**Exercise requirements**
Of the entries below, return only those lines from the line with "Target: carved wooden railing" to the line with "like point(136, 318).", exactly, both included.

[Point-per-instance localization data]
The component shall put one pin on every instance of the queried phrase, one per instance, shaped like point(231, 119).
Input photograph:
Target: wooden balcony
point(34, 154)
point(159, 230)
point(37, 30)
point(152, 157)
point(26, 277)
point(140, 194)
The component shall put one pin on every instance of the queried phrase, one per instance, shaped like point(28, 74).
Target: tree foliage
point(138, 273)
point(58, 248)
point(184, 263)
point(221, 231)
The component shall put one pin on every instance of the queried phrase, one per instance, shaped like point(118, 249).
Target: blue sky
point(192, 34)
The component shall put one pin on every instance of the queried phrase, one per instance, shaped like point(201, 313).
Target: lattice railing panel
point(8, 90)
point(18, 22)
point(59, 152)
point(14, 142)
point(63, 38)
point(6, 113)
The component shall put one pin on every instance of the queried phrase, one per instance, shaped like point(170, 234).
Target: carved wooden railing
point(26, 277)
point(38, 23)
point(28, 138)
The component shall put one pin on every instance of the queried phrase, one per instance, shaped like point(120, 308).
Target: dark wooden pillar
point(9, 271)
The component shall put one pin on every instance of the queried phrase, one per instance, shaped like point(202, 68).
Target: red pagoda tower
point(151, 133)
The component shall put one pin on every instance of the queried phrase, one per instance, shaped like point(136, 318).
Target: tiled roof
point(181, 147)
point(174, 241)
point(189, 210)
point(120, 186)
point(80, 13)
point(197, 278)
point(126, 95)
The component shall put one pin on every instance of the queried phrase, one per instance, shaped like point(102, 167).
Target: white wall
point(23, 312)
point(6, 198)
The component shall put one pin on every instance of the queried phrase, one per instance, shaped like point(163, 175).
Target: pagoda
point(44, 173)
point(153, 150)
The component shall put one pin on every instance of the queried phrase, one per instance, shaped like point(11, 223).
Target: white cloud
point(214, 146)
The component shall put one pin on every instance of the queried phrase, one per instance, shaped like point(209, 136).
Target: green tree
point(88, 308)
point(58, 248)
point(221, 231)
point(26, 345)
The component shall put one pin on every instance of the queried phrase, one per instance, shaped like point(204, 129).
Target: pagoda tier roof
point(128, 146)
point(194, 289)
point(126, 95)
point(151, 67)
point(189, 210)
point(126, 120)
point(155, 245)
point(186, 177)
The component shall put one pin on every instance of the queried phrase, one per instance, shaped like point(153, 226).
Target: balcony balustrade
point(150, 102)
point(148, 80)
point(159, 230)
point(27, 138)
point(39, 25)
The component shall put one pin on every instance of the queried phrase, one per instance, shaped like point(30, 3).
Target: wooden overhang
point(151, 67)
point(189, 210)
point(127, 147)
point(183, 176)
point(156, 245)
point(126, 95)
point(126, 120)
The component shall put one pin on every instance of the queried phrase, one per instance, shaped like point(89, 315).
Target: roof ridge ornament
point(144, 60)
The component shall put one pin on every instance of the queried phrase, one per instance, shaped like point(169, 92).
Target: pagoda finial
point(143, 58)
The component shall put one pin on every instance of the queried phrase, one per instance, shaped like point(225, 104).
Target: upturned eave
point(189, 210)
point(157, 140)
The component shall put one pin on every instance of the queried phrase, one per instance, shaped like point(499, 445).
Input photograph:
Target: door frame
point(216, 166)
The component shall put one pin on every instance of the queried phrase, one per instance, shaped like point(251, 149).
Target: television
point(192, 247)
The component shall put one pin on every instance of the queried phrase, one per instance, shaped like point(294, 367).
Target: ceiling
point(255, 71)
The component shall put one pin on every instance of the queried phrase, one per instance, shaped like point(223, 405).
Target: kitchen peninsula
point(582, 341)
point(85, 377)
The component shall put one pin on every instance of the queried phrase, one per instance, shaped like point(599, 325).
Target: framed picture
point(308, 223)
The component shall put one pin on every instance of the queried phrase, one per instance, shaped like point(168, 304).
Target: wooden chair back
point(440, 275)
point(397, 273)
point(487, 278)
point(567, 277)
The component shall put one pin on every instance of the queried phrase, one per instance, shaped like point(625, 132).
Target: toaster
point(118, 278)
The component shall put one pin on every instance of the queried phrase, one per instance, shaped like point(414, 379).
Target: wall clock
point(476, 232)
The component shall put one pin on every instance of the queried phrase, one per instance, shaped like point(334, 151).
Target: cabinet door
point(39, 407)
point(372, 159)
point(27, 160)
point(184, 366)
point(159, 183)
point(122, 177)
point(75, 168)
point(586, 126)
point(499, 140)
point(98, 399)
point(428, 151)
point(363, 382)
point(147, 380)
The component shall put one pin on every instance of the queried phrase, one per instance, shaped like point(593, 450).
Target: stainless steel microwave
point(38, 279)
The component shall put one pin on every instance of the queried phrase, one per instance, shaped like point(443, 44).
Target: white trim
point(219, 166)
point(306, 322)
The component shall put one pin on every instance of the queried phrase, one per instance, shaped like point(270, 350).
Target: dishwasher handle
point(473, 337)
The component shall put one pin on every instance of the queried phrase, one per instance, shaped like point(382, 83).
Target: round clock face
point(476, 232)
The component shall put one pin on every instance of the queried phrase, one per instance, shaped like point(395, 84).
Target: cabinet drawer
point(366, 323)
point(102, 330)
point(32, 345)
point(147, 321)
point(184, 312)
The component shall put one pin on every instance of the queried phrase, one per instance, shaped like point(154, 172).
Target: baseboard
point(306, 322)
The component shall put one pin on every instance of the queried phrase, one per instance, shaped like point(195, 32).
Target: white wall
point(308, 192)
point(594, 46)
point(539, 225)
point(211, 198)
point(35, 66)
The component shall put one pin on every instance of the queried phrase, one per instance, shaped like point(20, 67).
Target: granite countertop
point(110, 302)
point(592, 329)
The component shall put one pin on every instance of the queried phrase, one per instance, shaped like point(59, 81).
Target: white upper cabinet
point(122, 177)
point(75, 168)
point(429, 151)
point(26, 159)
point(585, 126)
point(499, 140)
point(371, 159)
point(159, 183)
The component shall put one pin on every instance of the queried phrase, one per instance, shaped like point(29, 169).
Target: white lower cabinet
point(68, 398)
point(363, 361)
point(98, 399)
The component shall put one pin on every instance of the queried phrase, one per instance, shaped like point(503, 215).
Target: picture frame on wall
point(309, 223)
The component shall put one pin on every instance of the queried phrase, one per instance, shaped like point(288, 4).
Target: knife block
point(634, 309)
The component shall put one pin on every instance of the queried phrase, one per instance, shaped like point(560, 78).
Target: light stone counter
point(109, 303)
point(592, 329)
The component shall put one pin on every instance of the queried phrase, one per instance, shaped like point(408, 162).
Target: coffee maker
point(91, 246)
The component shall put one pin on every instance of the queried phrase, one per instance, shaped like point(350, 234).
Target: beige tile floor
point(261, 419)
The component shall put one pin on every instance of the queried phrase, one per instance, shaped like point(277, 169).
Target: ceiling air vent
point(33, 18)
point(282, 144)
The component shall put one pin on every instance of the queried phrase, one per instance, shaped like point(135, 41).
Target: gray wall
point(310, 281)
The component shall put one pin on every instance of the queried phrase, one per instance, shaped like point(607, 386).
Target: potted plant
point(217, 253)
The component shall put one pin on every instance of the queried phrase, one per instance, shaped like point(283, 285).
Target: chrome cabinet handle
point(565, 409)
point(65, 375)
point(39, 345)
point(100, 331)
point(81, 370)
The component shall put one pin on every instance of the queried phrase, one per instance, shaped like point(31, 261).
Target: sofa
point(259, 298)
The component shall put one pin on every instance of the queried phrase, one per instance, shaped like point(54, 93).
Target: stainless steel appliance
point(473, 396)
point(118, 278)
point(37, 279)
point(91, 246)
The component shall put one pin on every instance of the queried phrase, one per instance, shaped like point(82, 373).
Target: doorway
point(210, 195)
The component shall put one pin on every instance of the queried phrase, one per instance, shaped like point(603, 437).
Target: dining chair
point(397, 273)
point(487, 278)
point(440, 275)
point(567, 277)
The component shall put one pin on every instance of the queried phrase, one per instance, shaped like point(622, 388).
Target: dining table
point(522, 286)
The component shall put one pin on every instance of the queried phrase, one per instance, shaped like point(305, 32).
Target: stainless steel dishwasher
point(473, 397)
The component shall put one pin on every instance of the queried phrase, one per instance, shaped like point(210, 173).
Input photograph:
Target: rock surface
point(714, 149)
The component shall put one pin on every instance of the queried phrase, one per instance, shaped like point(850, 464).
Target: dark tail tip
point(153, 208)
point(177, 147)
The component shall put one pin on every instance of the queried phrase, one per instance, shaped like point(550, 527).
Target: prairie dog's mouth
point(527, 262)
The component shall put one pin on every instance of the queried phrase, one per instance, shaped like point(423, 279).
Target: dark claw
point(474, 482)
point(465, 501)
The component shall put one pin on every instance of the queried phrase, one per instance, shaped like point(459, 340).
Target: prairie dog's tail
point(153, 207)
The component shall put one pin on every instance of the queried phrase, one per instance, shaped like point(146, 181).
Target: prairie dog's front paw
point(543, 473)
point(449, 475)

**Result**
Target: carved wooden railing
point(26, 277)
point(38, 23)
point(28, 138)
The component shall put one pin on every instance of the queried phrase, one per instance, shaped like point(120, 308).
Target: dark wooden pillar
point(9, 271)
The component shall put one pin on every instance of the queried phrase, one per instance, shaped like point(202, 68).
Target: red pagoda tower
point(151, 133)
The component shall put one pin on every instance of the queried phrase, one per instance, shaped like point(136, 318).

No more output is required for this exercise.